Records from a data collection:

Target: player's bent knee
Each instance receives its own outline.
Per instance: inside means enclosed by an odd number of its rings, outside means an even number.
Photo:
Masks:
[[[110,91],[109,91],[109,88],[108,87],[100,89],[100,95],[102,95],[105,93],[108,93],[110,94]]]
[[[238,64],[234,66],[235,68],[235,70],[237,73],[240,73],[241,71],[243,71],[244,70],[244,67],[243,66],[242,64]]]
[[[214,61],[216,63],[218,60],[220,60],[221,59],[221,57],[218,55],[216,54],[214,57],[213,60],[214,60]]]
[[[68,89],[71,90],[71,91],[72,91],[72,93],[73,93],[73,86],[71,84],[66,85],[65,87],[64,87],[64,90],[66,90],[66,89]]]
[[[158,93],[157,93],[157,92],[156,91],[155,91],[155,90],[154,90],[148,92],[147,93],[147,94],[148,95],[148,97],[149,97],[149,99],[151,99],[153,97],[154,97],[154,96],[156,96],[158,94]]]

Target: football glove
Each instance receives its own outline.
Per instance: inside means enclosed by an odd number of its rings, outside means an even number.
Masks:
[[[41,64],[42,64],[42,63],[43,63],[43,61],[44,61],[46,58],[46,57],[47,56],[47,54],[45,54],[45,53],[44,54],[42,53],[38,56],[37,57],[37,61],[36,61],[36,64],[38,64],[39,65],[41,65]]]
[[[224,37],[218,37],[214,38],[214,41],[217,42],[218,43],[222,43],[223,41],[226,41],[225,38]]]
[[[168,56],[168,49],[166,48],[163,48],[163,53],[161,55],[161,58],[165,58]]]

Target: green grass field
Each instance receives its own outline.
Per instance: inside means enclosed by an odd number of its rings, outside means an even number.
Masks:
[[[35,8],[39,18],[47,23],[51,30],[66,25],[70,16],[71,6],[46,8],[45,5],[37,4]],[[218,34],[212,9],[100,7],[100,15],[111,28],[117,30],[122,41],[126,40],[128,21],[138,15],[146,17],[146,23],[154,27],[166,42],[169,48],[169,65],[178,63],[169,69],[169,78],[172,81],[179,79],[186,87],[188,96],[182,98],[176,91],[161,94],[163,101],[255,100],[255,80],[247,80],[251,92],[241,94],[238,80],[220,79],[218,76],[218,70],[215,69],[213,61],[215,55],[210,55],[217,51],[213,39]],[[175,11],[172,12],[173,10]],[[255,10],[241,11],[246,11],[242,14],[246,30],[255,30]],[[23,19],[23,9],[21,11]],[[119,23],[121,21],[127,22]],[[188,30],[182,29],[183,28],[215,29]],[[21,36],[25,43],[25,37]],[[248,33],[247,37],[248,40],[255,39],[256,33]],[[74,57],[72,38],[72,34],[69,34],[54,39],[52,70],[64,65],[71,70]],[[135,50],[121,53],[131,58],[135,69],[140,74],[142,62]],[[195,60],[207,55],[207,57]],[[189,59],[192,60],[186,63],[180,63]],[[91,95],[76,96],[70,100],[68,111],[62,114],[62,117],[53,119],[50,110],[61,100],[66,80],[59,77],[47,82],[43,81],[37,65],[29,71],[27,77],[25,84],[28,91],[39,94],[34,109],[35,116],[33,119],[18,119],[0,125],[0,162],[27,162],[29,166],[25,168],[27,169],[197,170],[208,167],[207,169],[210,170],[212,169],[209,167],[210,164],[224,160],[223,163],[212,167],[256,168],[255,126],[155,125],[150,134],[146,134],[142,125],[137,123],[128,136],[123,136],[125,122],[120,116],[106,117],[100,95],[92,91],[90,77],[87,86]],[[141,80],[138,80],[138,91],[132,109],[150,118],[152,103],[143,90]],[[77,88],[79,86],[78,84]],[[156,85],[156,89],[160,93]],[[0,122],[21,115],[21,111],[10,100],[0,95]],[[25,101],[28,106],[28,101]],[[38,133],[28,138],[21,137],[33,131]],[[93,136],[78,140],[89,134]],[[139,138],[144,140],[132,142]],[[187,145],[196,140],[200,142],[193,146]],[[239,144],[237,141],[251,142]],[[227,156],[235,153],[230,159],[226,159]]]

- Short task
Update the material above by putting "contour" in place of every "outline", and write it out again with nothing else changed.

- Result
Target: player's bent knee
Each instance receives its own contour.
Per instance: inside means enclosed by an odd number of its rings, outside means an even number.
Photo:
Masks:
[[[110,91],[109,91],[109,88],[108,87],[100,89],[100,95],[102,95],[105,93],[108,93],[110,94]]]
[[[238,64],[234,66],[235,68],[235,70],[237,73],[240,73],[241,71],[243,71],[244,70],[244,67],[243,66],[242,64]]]
[[[214,61],[216,63],[218,60],[220,60],[221,59],[221,57],[218,55],[216,54],[214,57],[213,60],[214,60]]]
[[[68,89],[71,90],[71,91],[72,91],[72,93],[73,93],[73,86],[71,84],[66,85],[65,87],[64,87],[64,90],[66,90],[66,89]]]
[[[158,93],[157,93],[157,92],[156,91],[155,91],[155,90],[154,90],[148,92],[147,93],[147,94],[148,95],[148,97],[149,97],[149,99],[151,99],[153,97],[154,97],[154,96],[156,96],[158,94]]]

Target: football glove
Each instance receives its own contour.
Per instance: inside means enclosed by an odd number of its rings, outside means an even number.
Masks:
[[[41,64],[42,64],[42,63],[43,63],[43,61],[44,61],[46,58],[46,57],[47,56],[47,54],[45,54],[45,53],[44,54],[42,53],[38,56],[37,57],[37,61],[36,61],[36,64],[38,64],[39,65],[41,65]]]
[[[224,37],[218,37],[214,38],[214,41],[217,42],[218,43],[222,43],[223,41],[226,41],[225,38]]]
[[[168,56],[168,49],[166,48],[163,48],[163,53],[161,55],[161,58],[165,58]]]

Target: green grass field
Each instance receives its own contour.
Per instance: inside means enclosed by an odd number of its rings, outside means an even number.
Masks:
[[[35,8],[39,18],[47,23],[51,30],[66,25],[70,16],[71,6],[46,8],[45,5],[37,4]],[[218,34],[212,9],[100,7],[100,15],[111,28],[117,30],[122,41],[126,40],[128,21],[138,15],[146,17],[146,23],[154,27],[166,42],[169,48],[169,65],[178,63],[169,69],[169,78],[172,81],[179,79],[186,87],[188,96],[182,98],[176,91],[161,94],[163,101],[255,100],[255,80],[247,80],[251,92],[241,94],[238,80],[220,79],[218,76],[218,70],[215,69],[213,61],[215,55],[210,55],[217,51],[213,39]],[[175,11],[172,12],[173,10]],[[255,10],[241,11],[246,11],[242,14],[246,30],[255,30]],[[23,19],[23,9],[21,11]],[[119,23],[121,21],[127,22]],[[188,30],[182,29],[183,28],[215,29]],[[21,36],[25,43],[25,37]],[[248,33],[247,37],[248,40],[255,39],[256,33]],[[74,57],[72,38],[72,34],[69,34],[54,39],[52,70],[64,65],[71,70]],[[135,50],[121,53],[131,58],[135,69],[140,74],[142,62]],[[195,60],[207,55],[207,57]],[[189,59],[192,60],[186,63],[180,63]],[[91,95],[76,96],[70,100],[68,111],[62,114],[62,117],[53,119],[50,110],[61,100],[66,80],[59,77],[47,82],[43,81],[37,65],[29,71],[27,77],[25,84],[28,91],[39,94],[34,109],[35,116],[33,119],[18,119],[0,125],[0,162],[27,162],[29,166],[25,168],[27,169],[197,170],[208,167],[207,169],[210,170],[212,169],[209,167],[210,164],[224,160],[223,163],[212,167],[256,168],[255,126],[155,125],[150,134],[146,134],[142,125],[137,123],[128,136],[123,136],[125,122],[120,116],[106,117],[100,95],[92,91],[90,77],[87,86]],[[141,80],[138,80],[138,91],[132,109],[150,118],[152,103],[143,90]],[[77,88],[79,86],[78,84]],[[156,85],[156,89],[160,93]],[[0,122],[21,115],[21,111],[10,100],[0,95]],[[25,101],[28,106],[28,101]],[[38,133],[28,138],[21,137],[33,131]],[[93,136],[78,140],[89,134]],[[139,138],[144,140],[132,142]],[[187,145],[196,140],[200,142],[193,146]],[[239,144],[237,141],[251,142]],[[227,156],[235,153],[230,159],[226,159]]]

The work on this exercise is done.